> Work to complete
a. In the Argus project description, what does the user input before the app begins monitoring?
b. Rewrite the Argus project description from "What it does" to "before accidents happen.", putting "notification service" in place of "message queue".
c. Continue the description of the Argus lab safety project from its last sentence.

***** Reading passage *****

Inspiration
As scientists working in wet-labs daily, we realized that while AI is transforming fields like finance and software engineering, the physical laboratory remains a "dark zone." We use cutting-edge CRISPR and mass spectrometry, yet our safety compliance still relies on human memory and manual checklists. In a high-pressure lab environment, it’s remarkably easy to leave a tube unlabeled or forget to close a hazardous waste lid. We built Argus to be the "all-seeing" eye—the first AI-driven safety guardian designed by scientists, for scientists, to ensure that no health and safety protocol is overlooked.
What it does
Argus is a real-time monitoring system that turns any camera—from a laptop webcam to XREAL AR glasses—into a proactive safety officer. The user inputs specific regulatory concerns (e.g., "detect unlabeled Eppendorf tubes" or "open chemical containers"). The app then captures images at a set interval, analyzes them using Gemini 3, and pushes alerts to a message queue. Lab managers and users receive instant, time-stamped notifications of safety breaches, allowing for immediate corrective action before accidents happen.

***** Exercise data *****

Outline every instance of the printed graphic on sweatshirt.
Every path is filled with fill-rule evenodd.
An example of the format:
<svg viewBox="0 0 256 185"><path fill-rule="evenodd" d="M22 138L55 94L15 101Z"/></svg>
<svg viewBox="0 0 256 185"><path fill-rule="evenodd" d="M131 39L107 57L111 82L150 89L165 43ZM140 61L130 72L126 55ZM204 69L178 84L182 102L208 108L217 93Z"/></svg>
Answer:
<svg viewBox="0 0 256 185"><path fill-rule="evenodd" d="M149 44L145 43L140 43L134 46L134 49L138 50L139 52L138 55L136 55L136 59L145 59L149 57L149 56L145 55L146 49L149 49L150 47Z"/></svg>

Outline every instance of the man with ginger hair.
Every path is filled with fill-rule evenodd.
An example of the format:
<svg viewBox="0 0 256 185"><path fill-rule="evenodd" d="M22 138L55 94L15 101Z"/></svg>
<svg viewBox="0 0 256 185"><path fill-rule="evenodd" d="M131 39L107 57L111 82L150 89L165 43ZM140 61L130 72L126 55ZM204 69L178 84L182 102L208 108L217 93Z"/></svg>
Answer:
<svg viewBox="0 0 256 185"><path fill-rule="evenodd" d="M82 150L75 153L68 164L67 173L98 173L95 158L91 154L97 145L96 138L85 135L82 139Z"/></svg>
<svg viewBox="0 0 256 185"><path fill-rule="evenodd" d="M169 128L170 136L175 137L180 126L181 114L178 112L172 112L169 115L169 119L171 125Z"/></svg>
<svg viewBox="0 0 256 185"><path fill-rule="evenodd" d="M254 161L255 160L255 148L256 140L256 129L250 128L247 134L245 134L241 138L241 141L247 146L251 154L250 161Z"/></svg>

*****

> Task results
a. The user inputs specific regulatory concerns, such as detecting unlabeled Eppendorf tubes or open chemical containers.

b.
What it does
Argus is a real-time monitoring system that turns any camera—from a laptop webcam to XREAL AR glasses—into a proactive safety officer. The user inputs specific regulatory concerns (e.g., "detect unlabeled Eppendorf tubes" or "open chemical containers"). The app then captures images at a set interval, analyzes them using Gemini 3, and pushes alerts to a notification service. Lab managers and users receive instant, time-stamped notifications of safety breaches, allowing for immediate corrective action before accidents happen.

c.
How we built it
Our team of three integrated a full-stack vision pipeline: Front End: Shu built the UI using Flutter, enabling a cross-platform experience that handles high-frequency image capture and live feedback. Backend: Keith architected a Dockerized backend that orchestrates calls to the Gemini 3 API. We implemented a message queue to handle the flow of safety alerts from the model back to the user interface. Hardware: Fei successfully ported the visual feed and alert system to XReal glasses, allowing for a hands-free "heads-up display" (HUD) that keeps scientists' hands in the biosafety hood and their eyes on the experiment.
Challenges we ran into
The optical complexity of a wet-lab environment presents a unique computer vision problem. Unlike standard environments, laboratories are filled with transparent plastics, glassware, and meniscus levels that distort light. Because many containers are clear and labels are small, the signal-to-noise ratio is low. We plan to capture more lab images and videos to optimize Gemini 3's few-shot learning performance for real-time experimental guidance.
Accomplishments that we're proud of
We successfully bridged the gap between the physical lab bench and AI, creating a functional end-to-end pipeline that translates visual hazards into real-time digital alerts. A major highlight was porting the Argus interface to XReal AR glasses, proving that we can deliver critical safety notifications through a "hands-free" heads-up display.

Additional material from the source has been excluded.